───── SOURCE PASSAGE ─────

But good old Harry is not one for the aesthetics of the game, and has shown immense faith in his fellow Englishman. He has signed the lanky number nine twice, in his spells in charge of Southampton and Portsmouth, while also serving as Director of Football in Pompey in Crouch’s first spell there.
It will come as no surprise to anyone that Redknapp made a strong push to sign the striker once again this summer. And even if Stoke City quite wisely didn’t allow the move to materialise, nobody could keep the two apart. Cue to this hilarious TV advert, starring Crouch, with Redknapp providing the voiceover. Ah, the Premier League in all its glory.
#5 Jose Mourinho and Ricardo Carvalho
The Mourinho-Carvalho relationship has been an illuminating one, certainly with regard to getting a little glimpse into what the current Chelsea boss is like in a dressing room. We have raved on and on about his tactical acumen, and told tales of his superior man-management. But those remain just words until you know what has brought about such devotion from stalwarts like Zlatan Ibrahimovic, Wesley Sneijder and a host of others.
Jose Mourinho 1.0, vis-à-vis the man who arrived at Stamford Bridge all those years ago, was quick to bring with him the man who was at the heart of his Champions League winning team at Porto. Back-to-back Premier League titles stunned English football into submission, and it wasn’t just the country at large that was feeling the effects of Mourinho 1.0.
The 2005-06 season saw Carvalho dropped to the bench following John Terry’s strong partnership with William Gallas. An irate Carvalho took to the media; a big no-no in Mourinho land. After lashing out at his compatriot in front of the cameras, saying he needed an “IQ test”, Mourinho proceeded to humiliate Carvalho in the dressing room in front of his mates.
When talk centred around the possibility of Carvalho leaving Chelsea at that point, this was what Mourinho had to say - “I don't need to be in love with my players, I just need a correct relationship with them," he said. "But there is no chance of him leaving, especially after that interview.

───── DATA SECTION ─────

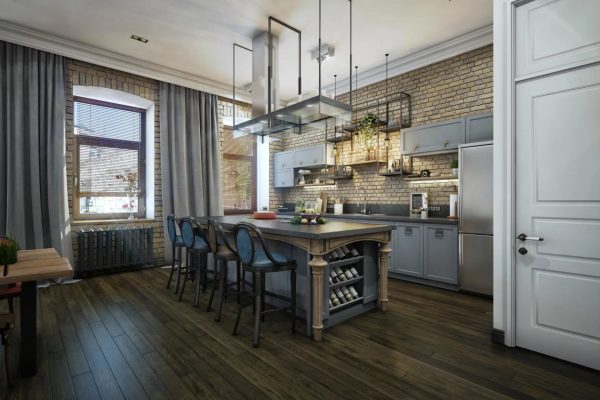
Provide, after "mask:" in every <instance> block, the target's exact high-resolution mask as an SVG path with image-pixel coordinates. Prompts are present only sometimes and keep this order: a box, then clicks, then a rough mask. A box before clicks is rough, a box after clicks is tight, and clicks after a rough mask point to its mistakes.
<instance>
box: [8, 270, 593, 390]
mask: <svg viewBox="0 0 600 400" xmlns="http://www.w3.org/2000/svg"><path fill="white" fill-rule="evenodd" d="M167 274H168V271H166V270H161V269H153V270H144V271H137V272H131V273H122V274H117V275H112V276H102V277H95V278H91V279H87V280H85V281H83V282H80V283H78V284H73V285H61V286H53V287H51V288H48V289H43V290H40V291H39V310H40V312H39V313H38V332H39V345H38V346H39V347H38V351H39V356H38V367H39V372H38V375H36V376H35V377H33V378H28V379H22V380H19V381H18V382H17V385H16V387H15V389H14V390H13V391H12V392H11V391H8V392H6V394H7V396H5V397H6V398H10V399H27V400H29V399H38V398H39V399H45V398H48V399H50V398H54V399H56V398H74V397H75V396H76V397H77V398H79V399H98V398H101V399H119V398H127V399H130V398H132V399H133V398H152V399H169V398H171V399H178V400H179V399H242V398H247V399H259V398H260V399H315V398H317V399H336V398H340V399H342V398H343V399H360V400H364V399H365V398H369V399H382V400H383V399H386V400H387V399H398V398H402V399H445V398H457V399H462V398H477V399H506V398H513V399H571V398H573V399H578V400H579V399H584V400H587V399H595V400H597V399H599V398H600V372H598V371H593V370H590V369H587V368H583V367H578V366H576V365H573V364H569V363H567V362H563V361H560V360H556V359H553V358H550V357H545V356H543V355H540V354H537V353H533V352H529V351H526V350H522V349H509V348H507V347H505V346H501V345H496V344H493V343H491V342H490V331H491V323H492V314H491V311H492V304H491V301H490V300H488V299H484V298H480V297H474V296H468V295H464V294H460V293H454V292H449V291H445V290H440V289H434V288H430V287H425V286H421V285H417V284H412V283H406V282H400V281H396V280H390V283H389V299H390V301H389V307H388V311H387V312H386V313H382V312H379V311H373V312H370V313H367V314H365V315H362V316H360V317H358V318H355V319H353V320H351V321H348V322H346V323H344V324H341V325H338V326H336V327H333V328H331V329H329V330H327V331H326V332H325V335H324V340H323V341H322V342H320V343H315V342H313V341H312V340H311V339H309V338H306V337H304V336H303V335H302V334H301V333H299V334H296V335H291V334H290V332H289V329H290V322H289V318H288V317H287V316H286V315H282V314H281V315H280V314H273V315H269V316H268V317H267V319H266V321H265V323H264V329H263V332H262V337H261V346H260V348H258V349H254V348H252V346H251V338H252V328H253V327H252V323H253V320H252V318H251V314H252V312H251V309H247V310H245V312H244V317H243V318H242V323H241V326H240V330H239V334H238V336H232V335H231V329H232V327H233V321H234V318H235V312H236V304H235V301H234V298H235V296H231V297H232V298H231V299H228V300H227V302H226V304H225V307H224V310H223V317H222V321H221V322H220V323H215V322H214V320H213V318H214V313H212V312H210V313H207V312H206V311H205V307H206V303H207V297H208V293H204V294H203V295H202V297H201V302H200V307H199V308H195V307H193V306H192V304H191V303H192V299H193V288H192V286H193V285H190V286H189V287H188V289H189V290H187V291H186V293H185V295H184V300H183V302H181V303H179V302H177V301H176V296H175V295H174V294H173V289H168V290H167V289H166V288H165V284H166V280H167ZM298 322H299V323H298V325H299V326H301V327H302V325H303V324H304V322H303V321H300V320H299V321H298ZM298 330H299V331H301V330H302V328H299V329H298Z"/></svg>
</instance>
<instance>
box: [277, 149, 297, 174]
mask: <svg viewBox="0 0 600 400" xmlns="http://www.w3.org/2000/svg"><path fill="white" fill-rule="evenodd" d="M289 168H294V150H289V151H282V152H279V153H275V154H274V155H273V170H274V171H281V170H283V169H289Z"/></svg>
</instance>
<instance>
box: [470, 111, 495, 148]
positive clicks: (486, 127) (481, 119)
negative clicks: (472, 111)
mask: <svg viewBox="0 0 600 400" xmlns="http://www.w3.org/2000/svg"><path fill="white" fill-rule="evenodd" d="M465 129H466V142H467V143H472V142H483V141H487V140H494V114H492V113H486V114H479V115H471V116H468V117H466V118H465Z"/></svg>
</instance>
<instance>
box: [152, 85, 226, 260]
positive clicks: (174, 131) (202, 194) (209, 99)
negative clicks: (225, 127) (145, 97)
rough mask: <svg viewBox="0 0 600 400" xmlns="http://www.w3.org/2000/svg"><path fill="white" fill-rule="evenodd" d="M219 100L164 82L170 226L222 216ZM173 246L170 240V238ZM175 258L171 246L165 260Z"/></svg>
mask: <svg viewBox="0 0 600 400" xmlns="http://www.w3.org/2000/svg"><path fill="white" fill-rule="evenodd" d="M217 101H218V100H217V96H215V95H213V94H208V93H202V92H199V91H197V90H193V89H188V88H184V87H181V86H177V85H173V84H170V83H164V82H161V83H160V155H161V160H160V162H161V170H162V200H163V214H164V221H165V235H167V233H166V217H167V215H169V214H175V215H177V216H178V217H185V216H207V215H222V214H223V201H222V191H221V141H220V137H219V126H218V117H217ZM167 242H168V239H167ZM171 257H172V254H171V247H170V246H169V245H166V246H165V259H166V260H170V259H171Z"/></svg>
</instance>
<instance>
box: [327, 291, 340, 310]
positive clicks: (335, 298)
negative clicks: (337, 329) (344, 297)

─────

• _INSTRUCTIONS TO FOLLOW_:
List every player named in the football passage, leaving out the managers. The lines have no connection to the football passage.

• _SOLUTION FOR THIS EXERCISE_:
Crouch
Ricardo Carvalho
Zlatan Ibrahimovic
Wesley Sneijder
John Terry
William Gallas